# [TO DO]
Each line of the material must be reproduced exactly; pictures stay out.

# [THE RECORDS]
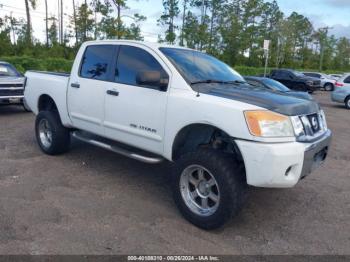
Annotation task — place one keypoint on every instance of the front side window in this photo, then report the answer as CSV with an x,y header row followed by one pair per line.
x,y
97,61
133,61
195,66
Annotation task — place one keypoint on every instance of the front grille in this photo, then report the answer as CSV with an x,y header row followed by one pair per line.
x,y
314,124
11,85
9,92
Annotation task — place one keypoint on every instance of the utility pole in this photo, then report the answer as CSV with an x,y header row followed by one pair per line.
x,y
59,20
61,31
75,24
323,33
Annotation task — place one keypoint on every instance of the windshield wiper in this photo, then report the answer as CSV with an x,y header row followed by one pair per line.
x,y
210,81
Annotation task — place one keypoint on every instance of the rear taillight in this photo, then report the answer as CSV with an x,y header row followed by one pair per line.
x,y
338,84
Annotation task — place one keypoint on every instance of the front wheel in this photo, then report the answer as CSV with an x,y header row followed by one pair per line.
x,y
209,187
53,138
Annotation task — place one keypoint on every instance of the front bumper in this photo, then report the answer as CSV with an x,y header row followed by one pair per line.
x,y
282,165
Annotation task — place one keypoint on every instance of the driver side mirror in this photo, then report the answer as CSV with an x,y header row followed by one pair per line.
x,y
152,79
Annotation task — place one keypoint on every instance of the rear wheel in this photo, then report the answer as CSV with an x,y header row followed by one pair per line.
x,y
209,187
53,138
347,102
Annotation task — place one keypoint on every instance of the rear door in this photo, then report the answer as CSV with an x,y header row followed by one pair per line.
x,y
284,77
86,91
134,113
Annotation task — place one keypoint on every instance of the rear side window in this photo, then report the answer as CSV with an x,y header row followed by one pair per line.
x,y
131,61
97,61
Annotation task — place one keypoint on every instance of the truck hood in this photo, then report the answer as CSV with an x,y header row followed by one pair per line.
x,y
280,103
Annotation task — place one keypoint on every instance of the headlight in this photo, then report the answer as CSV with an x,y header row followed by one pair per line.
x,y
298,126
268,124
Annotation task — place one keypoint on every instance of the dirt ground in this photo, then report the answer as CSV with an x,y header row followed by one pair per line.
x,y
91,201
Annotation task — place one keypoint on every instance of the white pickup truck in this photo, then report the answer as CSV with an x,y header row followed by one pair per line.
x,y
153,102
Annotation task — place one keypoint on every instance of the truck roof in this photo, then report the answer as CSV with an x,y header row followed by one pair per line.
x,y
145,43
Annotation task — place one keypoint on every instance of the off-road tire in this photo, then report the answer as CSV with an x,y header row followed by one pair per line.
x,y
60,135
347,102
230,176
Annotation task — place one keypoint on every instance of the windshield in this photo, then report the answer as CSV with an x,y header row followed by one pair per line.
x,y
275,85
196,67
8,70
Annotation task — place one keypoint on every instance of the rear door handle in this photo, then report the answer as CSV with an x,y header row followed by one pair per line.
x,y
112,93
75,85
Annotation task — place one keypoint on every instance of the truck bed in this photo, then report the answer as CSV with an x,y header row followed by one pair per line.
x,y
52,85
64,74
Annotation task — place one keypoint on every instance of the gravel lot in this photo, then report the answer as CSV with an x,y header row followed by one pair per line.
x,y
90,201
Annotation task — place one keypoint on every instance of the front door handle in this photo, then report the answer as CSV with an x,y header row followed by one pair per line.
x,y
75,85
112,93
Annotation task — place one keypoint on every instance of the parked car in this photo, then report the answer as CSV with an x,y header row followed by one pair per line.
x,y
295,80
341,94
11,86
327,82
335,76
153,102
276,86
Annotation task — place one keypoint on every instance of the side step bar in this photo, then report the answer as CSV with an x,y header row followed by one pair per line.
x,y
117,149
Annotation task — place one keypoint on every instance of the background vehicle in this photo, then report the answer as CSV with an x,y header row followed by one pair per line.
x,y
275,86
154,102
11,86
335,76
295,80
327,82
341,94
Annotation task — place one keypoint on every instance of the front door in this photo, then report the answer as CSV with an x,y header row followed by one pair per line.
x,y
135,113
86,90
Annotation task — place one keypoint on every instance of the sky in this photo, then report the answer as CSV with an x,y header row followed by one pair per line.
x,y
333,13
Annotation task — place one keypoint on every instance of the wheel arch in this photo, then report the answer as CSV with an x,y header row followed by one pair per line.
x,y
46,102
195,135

# [RESULT]
Annotation task — place one keypoint on every instance of the front side window in this photo, then report the answer as CSV with an x,y header row followed by one pair per line.
x,y
97,61
133,61
195,66
Annotation task — place one keypoint on every instance of the front grille in this photo, then report the answer as CSV with an x,y header row followed by one pair per line.
x,y
314,124
11,85
9,92
Annotation task — place one keypoint on every instance of the utility pole in this photo, then report the answer as CSV with an x,y header row followed by one pair per line.
x,y
59,20
61,31
75,24
323,33
Annotation task — place one keypoint on every instance of the windshield wiper in this photo, then report the answer as CSV with an x,y header row followed by one pair per line.
x,y
210,81
Annotation task — place one keypoint on every instance of the rear taillight in this photo, then report the answer as CSV with an x,y header row followed by one pair per line.
x,y
338,84
Annotation task — place one keypoint on every instance of the front wheel in this photo, then report the answer as CSV with an x,y header row followed by one pair per line.
x,y
209,187
53,138
Annotation task — place one keypoint on every instance of the front bumper in this photo, then report the answer as CSV with an x,y header row followed by one pair per line.
x,y
282,165
Annotation task — place one keypoint on every instance of the driver side mirror in this photo, then report the answer as CSV with an x,y header row followed by one pair per line.
x,y
152,79
Annotation task — place one keypoint on every instance of the rear wheel in this photo, then report the answer as CSV with an x,y header row followed by one pair per line.
x,y
209,187
53,138
347,102
Annotation task — place one keypoint on every instance of the rear door in this photo, then report the answer as CSV with an x,y header row followed by one pair per line.
x,y
284,77
86,91
134,113
Annotation task — place one keypoint on every instance of the rear side window in this photo, then report the answer as CSV with an x,y header row followed by one pair per line.
x,y
131,61
97,61
Annotation task — place one keypoint on every instance of the truck hood in this photo, then report the answer as CSV with an x,y header row followed by one pair per line.
x,y
280,103
Annotation task — place one keypoint on every instance of the headlight in this photo, then report the answer as CSV with an x,y header row followed by one pair per line.
x,y
298,126
268,124
Annotation task — place one keypoint on every instance of the dirt ground in this photo, then report the answer as CSV with an x,y header row followed by one pair per line.
x,y
91,201
Annotation task — place one keypoint on every instance of the white pickup truck in this photo, then report the answer as CSV with an x,y header row followed by one pair per line.
x,y
153,102
Annotation task — place one keypoint on every instance of the truck roof in this photo, then report the answer as CSV with an x,y header row followed by one pair per line.
x,y
145,43
Annotation task — place one keypoint on every instance of the off-road tire in this photo, then report the answer as CSV with an x,y header row followed by one pair per line.
x,y
60,135
347,102
230,176
Annotation task — place one keypoint on every instance of the windshield in this photo, then report the answer as CSV with an x,y header row followed by one pair per line.
x,y
275,85
196,67
8,70
Annotation task — place one keypoint on every instance of the rear door handle in this photo, then report the answer as CSV with an x,y header row followed by one pair per line.
x,y
112,93
75,85
Annotation task — place one keypoint on every instance of the truck bed in this photo, then report the answer as CSV with an x,y header row followed by one pair per line.
x,y
52,85
64,74
Annotation task — place one keypoint on every instance of the gravel lot in this photo, then report the answer as CSV with an x,y header row followed by one pair per line.
x,y
90,201
Annotation task — place one keypoint on every instance of the front door handle in this photo, then report the answer as CSV with an x,y header row followed by one pair per line.
x,y
75,85
112,93
Annotation task — place one keypoint on every instance of the parked car in this photo, then report the answer as CSV with an x,y header row followed by one pair per line.
x,y
295,80
341,94
11,86
327,82
335,76
153,102
276,86
Annotation task — place one keypoint on every instance of the side step bar in this photo, then report the answer as CSV with an x,y header row followed by one pair per line.
x,y
117,149
Annotation task — place one keypoint on every instance of the background vehicle in this photo, then report the answer as CSV with an x,y header row followed by one pair per line.
x,y
275,86
154,102
11,86
335,76
295,80
327,82
341,94
Annotation task — place one keypoint on every instance of the front door in this photo, then report the answer as CSV with an x,y header row followed by one pair per line.
x,y
135,113
86,90
Annotation task — place one keypoint on every instance of the sky in this photo, then report the answer as CSV with an x,y header row followed by one pair per line.
x,y
333,13
Annotation task — place one keypoint on every instance of the wheel arch in this photo, then report the answer as CSV with an x,y header row followed by one pair per line.
x,y
46,102
195,135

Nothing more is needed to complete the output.